╭──

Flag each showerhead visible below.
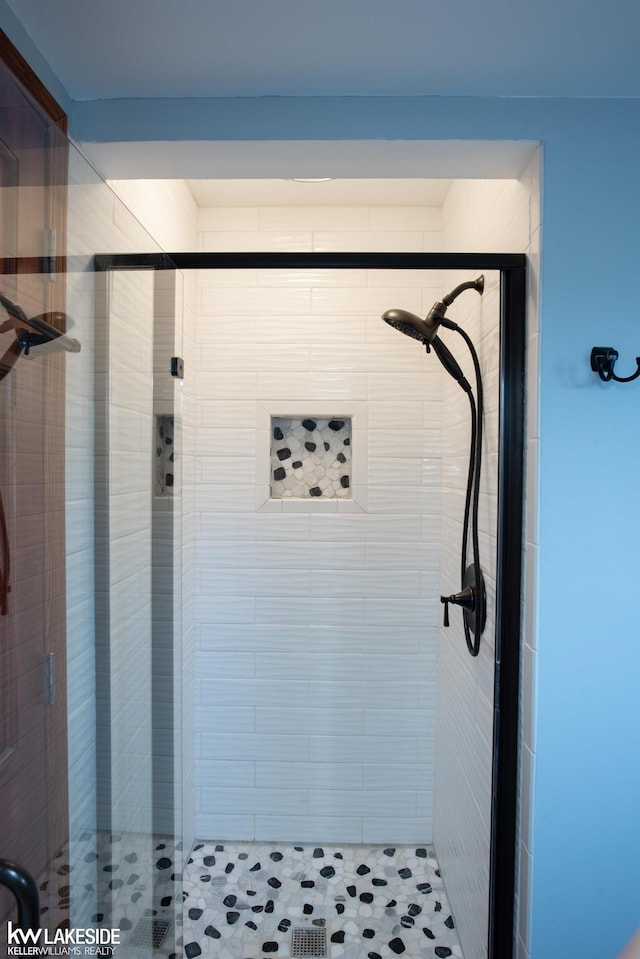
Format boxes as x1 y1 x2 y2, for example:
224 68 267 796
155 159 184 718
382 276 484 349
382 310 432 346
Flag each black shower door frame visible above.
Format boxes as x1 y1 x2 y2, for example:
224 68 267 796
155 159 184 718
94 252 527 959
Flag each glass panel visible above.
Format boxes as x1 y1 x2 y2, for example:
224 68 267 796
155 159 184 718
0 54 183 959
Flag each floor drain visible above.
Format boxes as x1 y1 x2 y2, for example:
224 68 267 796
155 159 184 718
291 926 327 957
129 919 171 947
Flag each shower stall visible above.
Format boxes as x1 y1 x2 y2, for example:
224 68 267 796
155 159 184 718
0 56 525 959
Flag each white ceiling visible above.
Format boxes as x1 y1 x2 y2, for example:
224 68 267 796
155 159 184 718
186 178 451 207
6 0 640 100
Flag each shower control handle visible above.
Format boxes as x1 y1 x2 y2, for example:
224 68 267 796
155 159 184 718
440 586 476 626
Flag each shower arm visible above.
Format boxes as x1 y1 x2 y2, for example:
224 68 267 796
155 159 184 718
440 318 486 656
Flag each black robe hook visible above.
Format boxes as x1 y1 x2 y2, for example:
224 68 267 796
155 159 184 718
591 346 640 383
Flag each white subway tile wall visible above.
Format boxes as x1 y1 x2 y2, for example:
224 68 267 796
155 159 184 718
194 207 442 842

╰──
╭──

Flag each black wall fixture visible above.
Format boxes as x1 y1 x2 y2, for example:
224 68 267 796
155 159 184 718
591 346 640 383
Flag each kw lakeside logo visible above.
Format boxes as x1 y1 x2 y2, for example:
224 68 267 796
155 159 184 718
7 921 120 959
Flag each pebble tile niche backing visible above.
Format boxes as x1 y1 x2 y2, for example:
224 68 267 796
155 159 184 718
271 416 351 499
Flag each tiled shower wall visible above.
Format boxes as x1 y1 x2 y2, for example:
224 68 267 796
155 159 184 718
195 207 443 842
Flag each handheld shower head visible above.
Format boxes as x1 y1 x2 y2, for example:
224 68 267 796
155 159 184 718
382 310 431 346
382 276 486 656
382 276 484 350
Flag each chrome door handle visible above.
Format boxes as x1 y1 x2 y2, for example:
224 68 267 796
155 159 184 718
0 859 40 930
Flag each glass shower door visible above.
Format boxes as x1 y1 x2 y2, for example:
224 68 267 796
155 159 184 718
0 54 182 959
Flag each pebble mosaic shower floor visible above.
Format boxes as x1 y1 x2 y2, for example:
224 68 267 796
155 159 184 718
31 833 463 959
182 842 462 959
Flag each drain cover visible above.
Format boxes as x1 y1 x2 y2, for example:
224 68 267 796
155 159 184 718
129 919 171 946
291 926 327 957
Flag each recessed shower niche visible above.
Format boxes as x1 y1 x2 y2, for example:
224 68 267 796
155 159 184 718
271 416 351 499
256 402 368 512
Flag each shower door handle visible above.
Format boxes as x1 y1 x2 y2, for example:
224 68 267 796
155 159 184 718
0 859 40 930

╰──
╭──

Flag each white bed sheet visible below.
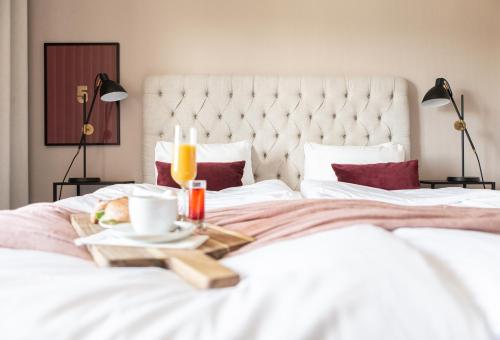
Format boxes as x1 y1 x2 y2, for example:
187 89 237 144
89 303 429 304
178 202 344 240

╰──

Convert the lines of the items above, beginning with the line that contains "Flag each black wall fixture visible above." and running through the line that contains "195 207 443 842", both included, into a numbered list with blank lines left out.

1. Flag each black wall fixture visible above.
2. Format boxes as x1 y1 x2 y2, for example:
3. 224 68 267 796
4. 155 159 184 718
5. 591 346 640 383
6. Flag each kw lakeside logo visible above.
7. Format boxes as x1 y1 x2 y2, for example:
8. 224 68 267 796
9. 155 159 184 718
10. 7 921 120 959
11. Flag each pebble tile niche backing visible above.
12. Format boxes as x1 y1 x2 y2, for example:
13. 224 68 267 796
14. 155 159 184 718
15. 271 416 351 499
16. Flag each tiled shower wall visible above.
17. Format boxes as x1 y1 x2 y2, for example:
18. 224 68 267 796
19. 155 159 184 718
20. 195 207 443 842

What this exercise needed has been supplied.